Dataset excerpts
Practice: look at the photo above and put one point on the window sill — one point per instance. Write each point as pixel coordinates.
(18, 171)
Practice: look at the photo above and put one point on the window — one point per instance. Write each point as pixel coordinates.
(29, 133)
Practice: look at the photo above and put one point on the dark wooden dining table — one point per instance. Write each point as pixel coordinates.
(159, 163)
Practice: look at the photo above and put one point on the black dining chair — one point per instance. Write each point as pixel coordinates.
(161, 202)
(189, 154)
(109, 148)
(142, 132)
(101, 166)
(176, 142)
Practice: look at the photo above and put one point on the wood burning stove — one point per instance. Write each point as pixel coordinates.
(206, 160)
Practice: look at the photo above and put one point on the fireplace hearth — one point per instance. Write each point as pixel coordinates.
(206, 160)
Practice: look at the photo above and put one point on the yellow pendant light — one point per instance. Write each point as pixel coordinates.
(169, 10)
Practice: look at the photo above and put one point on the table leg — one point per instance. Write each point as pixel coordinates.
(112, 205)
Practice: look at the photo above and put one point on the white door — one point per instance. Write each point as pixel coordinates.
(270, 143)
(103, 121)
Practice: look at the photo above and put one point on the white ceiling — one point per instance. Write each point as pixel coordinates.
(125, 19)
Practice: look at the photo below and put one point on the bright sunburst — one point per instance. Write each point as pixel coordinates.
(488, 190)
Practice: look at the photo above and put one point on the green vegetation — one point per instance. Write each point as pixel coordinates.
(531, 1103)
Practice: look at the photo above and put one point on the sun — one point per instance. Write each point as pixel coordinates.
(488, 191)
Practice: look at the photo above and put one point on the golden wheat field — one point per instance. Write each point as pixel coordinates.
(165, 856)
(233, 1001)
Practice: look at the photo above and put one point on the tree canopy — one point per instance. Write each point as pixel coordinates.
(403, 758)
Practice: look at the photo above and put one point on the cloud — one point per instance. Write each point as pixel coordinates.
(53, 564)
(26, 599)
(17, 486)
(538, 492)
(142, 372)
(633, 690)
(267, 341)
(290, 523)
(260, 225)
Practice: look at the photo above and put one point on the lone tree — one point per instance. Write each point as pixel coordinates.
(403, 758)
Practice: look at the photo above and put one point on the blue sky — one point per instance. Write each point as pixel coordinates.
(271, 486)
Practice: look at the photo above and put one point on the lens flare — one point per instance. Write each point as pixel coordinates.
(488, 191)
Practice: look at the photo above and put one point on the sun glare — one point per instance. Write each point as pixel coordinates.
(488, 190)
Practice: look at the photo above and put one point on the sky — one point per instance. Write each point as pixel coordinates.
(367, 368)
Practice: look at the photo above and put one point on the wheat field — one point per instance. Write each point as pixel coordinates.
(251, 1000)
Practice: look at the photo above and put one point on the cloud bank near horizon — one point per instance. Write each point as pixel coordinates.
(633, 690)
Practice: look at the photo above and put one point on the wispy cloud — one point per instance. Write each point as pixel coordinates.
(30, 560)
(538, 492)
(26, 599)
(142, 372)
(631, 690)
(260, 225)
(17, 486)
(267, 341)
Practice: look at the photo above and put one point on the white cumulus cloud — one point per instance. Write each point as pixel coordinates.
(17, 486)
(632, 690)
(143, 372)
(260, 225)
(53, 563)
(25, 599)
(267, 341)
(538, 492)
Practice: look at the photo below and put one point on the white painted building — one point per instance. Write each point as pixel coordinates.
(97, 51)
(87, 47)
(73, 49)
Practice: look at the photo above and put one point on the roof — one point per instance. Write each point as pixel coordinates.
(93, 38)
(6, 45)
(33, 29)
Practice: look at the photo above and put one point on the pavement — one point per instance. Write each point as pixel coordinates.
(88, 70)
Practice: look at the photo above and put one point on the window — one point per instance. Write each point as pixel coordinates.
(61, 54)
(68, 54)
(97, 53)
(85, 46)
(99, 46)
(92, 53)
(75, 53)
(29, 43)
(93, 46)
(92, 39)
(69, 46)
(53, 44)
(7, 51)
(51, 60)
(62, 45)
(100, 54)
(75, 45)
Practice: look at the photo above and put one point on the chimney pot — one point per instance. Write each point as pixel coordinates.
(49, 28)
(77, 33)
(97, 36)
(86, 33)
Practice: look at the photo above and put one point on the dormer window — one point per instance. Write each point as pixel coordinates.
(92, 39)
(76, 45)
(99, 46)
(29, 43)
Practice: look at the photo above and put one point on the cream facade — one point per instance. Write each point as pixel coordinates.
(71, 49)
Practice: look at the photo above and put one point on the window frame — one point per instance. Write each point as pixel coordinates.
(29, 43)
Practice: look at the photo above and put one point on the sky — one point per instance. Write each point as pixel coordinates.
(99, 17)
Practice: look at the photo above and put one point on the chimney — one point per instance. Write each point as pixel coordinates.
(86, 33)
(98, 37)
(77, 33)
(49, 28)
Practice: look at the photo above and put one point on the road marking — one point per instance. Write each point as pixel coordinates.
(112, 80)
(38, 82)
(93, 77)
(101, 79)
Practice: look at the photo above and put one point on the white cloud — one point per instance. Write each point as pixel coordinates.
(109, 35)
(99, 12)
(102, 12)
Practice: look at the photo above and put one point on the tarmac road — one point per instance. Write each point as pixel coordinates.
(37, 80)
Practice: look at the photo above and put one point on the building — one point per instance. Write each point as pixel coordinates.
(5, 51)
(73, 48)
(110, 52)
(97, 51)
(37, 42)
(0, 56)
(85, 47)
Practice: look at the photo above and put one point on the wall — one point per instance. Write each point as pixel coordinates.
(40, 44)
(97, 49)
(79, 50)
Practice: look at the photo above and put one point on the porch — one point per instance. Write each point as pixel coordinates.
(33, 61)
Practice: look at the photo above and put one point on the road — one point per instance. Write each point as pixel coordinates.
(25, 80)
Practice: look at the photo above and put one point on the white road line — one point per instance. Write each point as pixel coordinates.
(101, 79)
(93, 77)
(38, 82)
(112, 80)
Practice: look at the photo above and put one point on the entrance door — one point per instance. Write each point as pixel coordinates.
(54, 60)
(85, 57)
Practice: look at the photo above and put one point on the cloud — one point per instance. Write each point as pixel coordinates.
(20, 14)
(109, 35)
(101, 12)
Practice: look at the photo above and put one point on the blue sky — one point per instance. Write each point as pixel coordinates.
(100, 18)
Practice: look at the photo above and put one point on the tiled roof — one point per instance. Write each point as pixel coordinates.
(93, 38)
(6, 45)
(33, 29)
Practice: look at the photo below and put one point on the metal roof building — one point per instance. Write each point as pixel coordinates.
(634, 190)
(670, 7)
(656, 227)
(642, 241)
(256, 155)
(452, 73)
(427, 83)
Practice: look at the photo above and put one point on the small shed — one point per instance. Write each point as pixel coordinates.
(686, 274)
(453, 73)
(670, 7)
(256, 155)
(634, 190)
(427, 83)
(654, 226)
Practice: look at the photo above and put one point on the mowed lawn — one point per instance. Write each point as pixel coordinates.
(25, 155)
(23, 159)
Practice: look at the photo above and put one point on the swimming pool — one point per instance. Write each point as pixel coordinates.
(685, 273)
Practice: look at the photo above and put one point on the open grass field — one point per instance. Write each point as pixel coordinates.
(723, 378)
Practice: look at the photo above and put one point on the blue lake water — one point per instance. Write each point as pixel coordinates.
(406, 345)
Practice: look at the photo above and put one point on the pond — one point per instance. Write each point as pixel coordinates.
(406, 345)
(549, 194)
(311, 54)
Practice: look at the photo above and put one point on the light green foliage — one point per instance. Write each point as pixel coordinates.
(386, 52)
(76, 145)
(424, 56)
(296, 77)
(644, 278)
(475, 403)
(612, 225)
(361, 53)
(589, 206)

Directive
Every record should be repeated exactly; please leave none out.

The answer
Practice: look at the photo above and put one point on the window sill — one point per instance. Write each point as pixel coordinates.
(18, 171)
Practice: look at the photo above and put one point on the window — one point per instance. Write each point as pixel coordinates.
(29, 133)
Practice: look at the photo above and put one point on the dark wooden dining table — one point per instance. Write each point as pixel coordinates.
(159, 163)
Practice: look at the photo above and put one point on the black dining chair — one point per instance. Write each point as pixel coordinates.
(161, 202)
(189, 154)
(109, 148)
(142, 132)
(101, 166)
(176, 142)
Practice: look at the photo above and put one point on the wood burning stove — one point per instance. Write each point as pixel coordinates.
(206, 160)
Practice: look at the photo above and put one point on the fireplace hearth — one point per instance. Write each point as pixel coordinates.
(206, 160)
Practice: look at the photo above and put one point on the yellow pendant light — one point per instance. Write each point as pixel coordinates.
(169, 10)
Practice: look at the photo above and put one point on the table leg — one point per instance. Write each point as pixel coordinates.
(112, 205)
Practice: look at the photo above and put one point on the white door — one point per instance. Write each point as pixel coordinates.
(270, 143)
(103, 121)
Practice: look at the photo above and put one point on the white ceiling — one point per instance. Write each point as pixel coordinates.
(125, 19)
Practice: look at the photo below and put one point on the bright sunburst — one point per instance. Write each point as pixel coordinates.
(488, 190)
Practice: look at the photo above and put one point on the green vegetation — one point per instance. Write each point as pixel coordinates.
(531, 1103)
Practice: look at the photo above and put one point on the sun — one point per instance. Write each point as pixel coordinates.
(488, 191)
Practice: look at the photo above and put one point on the golden wheat field — one point per instance. Write each point as pixel coordinates.
(165, 856)
(233, 1001)
Practice: look at the photo above and put one point on the tree canopy — one point per instance. Write each point as pixel coordinates.
(403, 758)
Practice: look at the photo above and put one point on the cloud — one point per instance. Write each point as pixel coordinates.
(53, 564)
(26, 599)
(17, 486)
(538, 492)
(142, 372)
(633, 690)
(267, 341)
(290, 523)
(260, 225)
Practice: look at the photo above and put one point on the lone tree — one point per instance. Write each point as pixel coordinates.
(403, 758)
Practice: look at the photo above and put one point on the blue sky — one point per instance. Write each point as pixel coordinates.
(271, 486)
Practice: look at the photo above and put one point on the lens flare — one point per instance. Write each point as pixel coordinates.
(488, 191)
Practice: look at the photo above and put one point on the sun glare — one point per instance. Write each point as pixel coordinates.
(488, 190)
Practice: look at the photo above and put one point on the sky — one point per instance. Write each point as pixel coordinates.
(367, 368)
Practice: look at the photo above and put one point on the wheat field — one point per instance. Write each point as pixel coordinates.
(251, 1000)
Practice: look at the photo above and put one point on the cloud bank near horizon — one point per instance. Write each point as pixel coordinates.
(633, 690)
Practice: look at the photo above and put one point on the wispy cloud — one point per instance. Write each point as pixel coordinates.
(30, 560)
(538, 492)
(26, 599)
(142, 372)
(631, 690)
(260, 225)
(17, 486)
(267, 341)
Practice: look at the photo above and put one point on the white cumulus cloud — one point per instance. Write each point as pixel coordinates.
(17, 486)
(632, 690)
(143, 372)
(260, 225)
(53, 563)
(25, 599)
(267, 341)
(538, 492)
Practice: look at the photo below and put one point on the white painted building — one point per instance. Write each point as pixel coordinates.
(97, 51)
(87, 47)
(73, 49)
Practice: look at the photo above and put one point on the roof — one point per instance. Write each point as pixel coordinates.
(93, 38)
(6, 45)
(33, 29)
Practice: look at the photo above and put one point on the pavement — one point per instance. Write each point as pixel coordinates.
(88, 70)
Practice: look at the photo above and put one point on the window — one point per instance. Write each point as pixel coordinates.
(61, 54)
(68, 54)
(97, 53)
(85, 46)
(99, 46)
(92, 53)
(75, 53)
(29, 43)
(93, 46)
(92, 39)
(69, 46)
(53, 44)
(7, 51)
(51, 60)
(62, 45)
(100, 54)
(75, 45)
Practice: look at the photo above and put one point on the chimney pot — one point per instance. Write each point as pixel coordinates.
(49, 28)
(77, 33)
(97, 36)
(86, 33)
Practice: look at the photo above and put one point on the dormer window — one point per instance. Write each point as pixel coordinates.
(92, 39)
(76, 45)
(99, 46)
(29, 43)
Practice: look at the photo above and put one point on the cream facade — one point per instance. Write each point as pixel coordinates.
(71, 49)
Practice: look at the photo above and put one point on the window frame — one point per instance. Write each point as pixel coordinates.
(29, 43)
Practice: look at the photo above and put one point on the sky — one point per instance. Write each point as pixel coordinates.
(99, 17)
Practice: look at the photo above and put one point on the chimney — one point per instance. Write each point as pixel coordinates.
(86, 33)
(98, 37)
(77, 33)
(49, 28)
Practice: look at the photo above and put one point on the road marking — one point per instance. Write each point as pixel coordinates.
(112, 80)
(38, 82)
(93, 77)
(101, 79)
Practice: look at the photo above and put one point on the white cloud — one point per instance. Write each point as pixel coordinates.
(109, 35)
(99, 12)
(102, 12)
Practice: look at the photo above and put one point on the tarmac road — one point per instance. Write each point as pixel coordinates.
(37, 80)
Practice: look at the photo above and put one point on the building — one point per instance. Write each point as pixel coordinates.
(5, 51)
(73, 48)
(110, 52)
(97, 51)
(37, 42)
(0, 56)
(85, 47)
Practice: look at the photo above and put one point on the wall — one point per instance. Write each point as pixel coordinates.
(40, 44)
(97, 49)
(79, 50)
Practice: look at the photo above and put one point on the porch — one point per instance. Write each point as pixel coordinates.
(33, 61)
Practice: look at the photo above and put one point on the road — one point per instance. Write each point as pixel coordinates.
(25, 80)
Practice: look at the photo above and put one point on the white road line — one point per instance. Write each point as pixel coordinates.
(101, 79)
(93, 77)
(38, 82)
(112, 80)
Practice: look at the photo above and put one point on the entrance door — one point per instance. Write each point as pixel coordinates.
(54, 60)
(85, 57)
Practice: look at the photo above and put one point on the cloud — one point per instance. Write each point as pixel coordinates.
(20, 14)
(109, 35)
(101, 12)
Practice: look at the photo above and put one point on the blue sky — one point per instance. Write each point as pixel coordinates.
(100, 18)
Practice: look at the photo above and put one point on the tiled roof — one point per instance. Write each point as pixel coordinates.
(93, 38)
(6, 45)
(33, 29)
Practice: look at the photo below and put one point on the metal roof building — one point per instance. Write each point as pixel coordinates.
(634, 190)
(670, 7)
(656, 227)
(642, 241)
(256, 155)
(452, 73)
(427, 83)
Practice: look at the photo above and put one point on the small shed — one point per instance. Write each point as pixel coordinates.
(686, 274)
(453, 73)
(670, 7)
(256, 155)
(634, 190)
(427, 83)
(654, 226)
Practice: look at the photo above and put one point on the mowed lawn — one point per instance. Write each point as pixel coordinates.
(25, 155)
(23, 159)
Practice: look at the photo above and put one point on the swimming pool — one point per instance. Write each point as pixel coordinates.
(685, 273)
Practice: look at the photo above and put one point on the open grass field — one point per instance. Write each point as pixel coordinates.
(723, 378)
Practice: look at the photo above and put one point on the blue lake water — one point per instance. Write each point as pixel coordinates.
(406, 345)
Practice: look at the photo above and put one point on the pond — one point per instance. Write each point as pixel coordinates.
(406, 345)
(549, 194)
(311, 54)
Practice: look at the photo above and put one point on the light green foliage — one point per instance. Write each point as pixel coordinates.
(386, 52)
(76, 145)
(424, 56)
(296, 77)
(644, 278)
(475, 403)
(612, 225)
(361, 53)
(589, 206)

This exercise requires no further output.